■ **TO DO**:
Select every line below that contains the word "diesel" and copy each one. Case counts, so match only lines that have this string in the same case.

■ **GIVEN INFORMATION**:
--- Begin ---

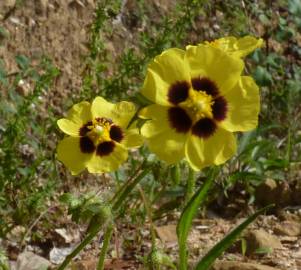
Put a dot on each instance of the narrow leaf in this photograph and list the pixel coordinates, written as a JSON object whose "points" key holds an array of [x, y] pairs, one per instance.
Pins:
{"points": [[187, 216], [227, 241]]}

--- End ---
--- Begin ---

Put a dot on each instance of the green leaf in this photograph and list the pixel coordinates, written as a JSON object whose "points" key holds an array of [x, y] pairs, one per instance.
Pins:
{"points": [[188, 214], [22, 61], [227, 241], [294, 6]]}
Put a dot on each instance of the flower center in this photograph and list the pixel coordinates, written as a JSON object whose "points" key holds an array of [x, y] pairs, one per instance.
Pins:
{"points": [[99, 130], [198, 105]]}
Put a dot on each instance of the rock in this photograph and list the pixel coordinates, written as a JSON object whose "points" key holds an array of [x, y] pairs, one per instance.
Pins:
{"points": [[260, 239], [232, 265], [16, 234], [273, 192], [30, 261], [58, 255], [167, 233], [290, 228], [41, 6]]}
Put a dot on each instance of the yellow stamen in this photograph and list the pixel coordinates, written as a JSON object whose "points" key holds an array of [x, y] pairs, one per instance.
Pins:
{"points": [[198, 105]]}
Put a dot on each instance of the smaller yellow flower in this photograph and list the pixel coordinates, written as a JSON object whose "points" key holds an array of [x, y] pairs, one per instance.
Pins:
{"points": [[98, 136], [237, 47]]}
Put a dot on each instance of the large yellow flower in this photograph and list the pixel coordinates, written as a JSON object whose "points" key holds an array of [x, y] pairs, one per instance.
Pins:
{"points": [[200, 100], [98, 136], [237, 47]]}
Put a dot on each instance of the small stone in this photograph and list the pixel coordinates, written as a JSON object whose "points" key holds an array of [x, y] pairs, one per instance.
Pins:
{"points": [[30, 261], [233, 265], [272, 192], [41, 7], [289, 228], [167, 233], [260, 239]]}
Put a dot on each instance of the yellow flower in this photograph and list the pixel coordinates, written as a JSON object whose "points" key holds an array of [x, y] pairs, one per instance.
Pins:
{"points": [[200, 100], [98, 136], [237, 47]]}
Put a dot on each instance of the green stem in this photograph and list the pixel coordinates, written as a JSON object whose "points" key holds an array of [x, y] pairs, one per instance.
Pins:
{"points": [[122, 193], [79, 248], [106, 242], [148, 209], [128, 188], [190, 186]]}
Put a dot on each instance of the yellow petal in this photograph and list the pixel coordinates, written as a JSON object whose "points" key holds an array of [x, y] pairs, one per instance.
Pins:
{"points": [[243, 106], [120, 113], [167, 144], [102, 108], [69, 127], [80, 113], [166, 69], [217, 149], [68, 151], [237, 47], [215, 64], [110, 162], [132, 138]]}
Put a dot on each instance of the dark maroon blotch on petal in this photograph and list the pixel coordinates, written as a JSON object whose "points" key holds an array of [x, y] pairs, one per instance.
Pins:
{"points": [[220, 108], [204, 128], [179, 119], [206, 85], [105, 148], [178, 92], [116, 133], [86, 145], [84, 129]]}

--- End ---
--- Begin ---

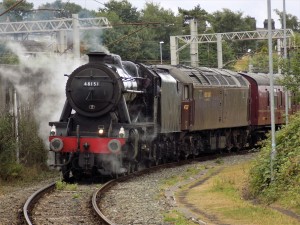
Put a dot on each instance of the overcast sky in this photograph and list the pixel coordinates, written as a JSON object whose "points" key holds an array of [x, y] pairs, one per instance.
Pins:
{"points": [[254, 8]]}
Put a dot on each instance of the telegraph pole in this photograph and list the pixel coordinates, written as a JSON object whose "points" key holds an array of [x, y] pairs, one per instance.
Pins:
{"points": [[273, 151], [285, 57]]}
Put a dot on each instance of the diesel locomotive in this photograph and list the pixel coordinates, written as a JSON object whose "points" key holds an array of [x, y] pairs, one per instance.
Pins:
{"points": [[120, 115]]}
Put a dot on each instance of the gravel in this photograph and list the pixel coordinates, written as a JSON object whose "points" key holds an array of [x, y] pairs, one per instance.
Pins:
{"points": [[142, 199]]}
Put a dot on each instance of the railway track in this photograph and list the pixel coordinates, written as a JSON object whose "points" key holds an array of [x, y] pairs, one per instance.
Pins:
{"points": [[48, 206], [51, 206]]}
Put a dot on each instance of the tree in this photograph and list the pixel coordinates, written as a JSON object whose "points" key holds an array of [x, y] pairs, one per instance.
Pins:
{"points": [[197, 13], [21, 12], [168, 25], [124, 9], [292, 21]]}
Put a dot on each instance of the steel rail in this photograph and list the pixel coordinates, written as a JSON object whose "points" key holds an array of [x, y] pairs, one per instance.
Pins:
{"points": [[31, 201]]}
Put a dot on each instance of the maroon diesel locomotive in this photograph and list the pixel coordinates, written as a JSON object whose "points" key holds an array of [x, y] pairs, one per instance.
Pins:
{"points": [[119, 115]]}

--- End ---

■ **RESULT**:
Put a dot on each instance of the diesel locomotive in this photograph and list the pixel coordinates, written as a JSON object whose "points" key holds an array of [x, y] pairs, one per instance.
Put a dot on each instance of the maroon diesel locomotive in this photograph and list the pixel coordinates, written as a JSON object whose "points" key holds an array of [x, y] pairs, one per instance.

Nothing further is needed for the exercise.